(Object location annotation data)
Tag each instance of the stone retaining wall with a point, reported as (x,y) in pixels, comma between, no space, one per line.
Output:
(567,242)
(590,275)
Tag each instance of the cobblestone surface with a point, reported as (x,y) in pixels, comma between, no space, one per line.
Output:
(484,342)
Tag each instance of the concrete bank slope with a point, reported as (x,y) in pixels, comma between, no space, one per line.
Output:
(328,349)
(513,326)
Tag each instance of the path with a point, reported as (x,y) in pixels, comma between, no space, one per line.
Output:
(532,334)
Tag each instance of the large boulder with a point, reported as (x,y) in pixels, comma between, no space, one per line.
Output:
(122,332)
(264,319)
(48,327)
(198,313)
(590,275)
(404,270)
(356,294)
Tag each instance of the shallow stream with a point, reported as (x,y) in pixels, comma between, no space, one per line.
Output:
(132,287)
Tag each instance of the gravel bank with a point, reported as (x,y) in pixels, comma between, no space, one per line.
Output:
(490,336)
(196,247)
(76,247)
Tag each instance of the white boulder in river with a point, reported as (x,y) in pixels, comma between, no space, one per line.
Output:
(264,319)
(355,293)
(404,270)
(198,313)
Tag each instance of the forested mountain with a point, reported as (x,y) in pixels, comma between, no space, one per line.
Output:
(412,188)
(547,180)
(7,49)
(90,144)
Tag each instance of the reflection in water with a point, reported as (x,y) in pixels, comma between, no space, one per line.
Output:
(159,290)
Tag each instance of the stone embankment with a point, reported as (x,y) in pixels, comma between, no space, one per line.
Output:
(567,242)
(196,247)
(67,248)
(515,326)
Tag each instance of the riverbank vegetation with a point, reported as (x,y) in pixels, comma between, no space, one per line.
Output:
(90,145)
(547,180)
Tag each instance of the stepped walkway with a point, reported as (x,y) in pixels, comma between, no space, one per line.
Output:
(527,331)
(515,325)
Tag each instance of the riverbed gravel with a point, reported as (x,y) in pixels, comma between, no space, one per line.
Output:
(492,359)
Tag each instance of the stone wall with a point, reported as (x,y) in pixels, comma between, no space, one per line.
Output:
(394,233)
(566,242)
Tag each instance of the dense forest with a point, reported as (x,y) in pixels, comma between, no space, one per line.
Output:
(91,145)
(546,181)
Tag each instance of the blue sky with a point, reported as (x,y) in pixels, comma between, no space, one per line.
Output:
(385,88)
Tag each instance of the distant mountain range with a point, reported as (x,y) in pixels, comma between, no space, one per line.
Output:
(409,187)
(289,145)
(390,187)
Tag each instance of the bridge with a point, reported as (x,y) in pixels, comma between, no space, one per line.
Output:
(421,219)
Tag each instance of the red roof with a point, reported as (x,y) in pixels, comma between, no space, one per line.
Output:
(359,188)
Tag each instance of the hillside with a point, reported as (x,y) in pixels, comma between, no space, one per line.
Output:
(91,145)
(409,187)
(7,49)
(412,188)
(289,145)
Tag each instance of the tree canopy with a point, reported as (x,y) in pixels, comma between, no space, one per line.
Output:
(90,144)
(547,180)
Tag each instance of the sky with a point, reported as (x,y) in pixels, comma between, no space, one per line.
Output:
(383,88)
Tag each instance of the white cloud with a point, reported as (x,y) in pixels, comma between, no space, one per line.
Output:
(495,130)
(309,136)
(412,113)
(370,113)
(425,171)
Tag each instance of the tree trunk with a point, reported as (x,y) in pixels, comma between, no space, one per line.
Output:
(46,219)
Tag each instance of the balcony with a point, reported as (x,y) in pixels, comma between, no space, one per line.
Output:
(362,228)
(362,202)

* [The exercise]: Beginning with the line that contains "Tag each instance of the sky", quote each line exactly through the last line of the entries above, and nothing beyond them.

* [Final result]:
Tag each instance of the sky with a point, reported as (x,y) in pixels, comma between, no space, one per line.
Output:
(383,88)
Tag each instance of the white cloud with a point, reported as (x,y) in pixels, comma between, no space, one per line.
Output:
(495,130)
(309,136)
(412,113)
(370,113)
(425,171)
Tag each instance of the tree trunk with a point, reported as (x,y) in pixels, comma between, no space, one per line.
Output:
(46,219)
Tag each instance of the balcony with a point, reported as (x,y) in pixels, comma between, no space, one per line.
Output:
(362,228)
(362,202)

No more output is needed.